* [RECORDS SUPPLIED]:
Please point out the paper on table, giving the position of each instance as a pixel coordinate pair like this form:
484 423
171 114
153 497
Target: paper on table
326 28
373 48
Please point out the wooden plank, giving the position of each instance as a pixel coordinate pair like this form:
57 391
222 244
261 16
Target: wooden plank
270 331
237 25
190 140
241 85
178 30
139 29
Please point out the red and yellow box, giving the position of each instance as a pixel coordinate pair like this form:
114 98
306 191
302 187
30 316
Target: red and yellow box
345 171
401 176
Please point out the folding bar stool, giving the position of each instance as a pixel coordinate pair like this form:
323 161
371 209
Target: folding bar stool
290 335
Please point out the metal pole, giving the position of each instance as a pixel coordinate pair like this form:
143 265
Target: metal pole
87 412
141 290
---
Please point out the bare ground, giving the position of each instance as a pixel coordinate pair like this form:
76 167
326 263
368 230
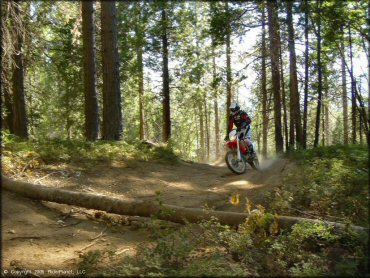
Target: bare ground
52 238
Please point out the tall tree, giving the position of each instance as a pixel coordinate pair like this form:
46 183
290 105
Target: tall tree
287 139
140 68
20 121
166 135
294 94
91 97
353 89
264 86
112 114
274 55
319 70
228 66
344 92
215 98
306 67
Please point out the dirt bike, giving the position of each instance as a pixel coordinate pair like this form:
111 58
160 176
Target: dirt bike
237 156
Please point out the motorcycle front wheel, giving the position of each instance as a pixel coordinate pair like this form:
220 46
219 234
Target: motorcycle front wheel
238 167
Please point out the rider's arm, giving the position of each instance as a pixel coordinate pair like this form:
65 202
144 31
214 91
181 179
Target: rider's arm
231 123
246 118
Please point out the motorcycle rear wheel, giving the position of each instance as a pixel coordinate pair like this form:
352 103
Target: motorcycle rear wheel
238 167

* [DIRECTION]: In the records above, how many lines contain the word "like"? Reply with the number alone.

* [RESPONSE]: 11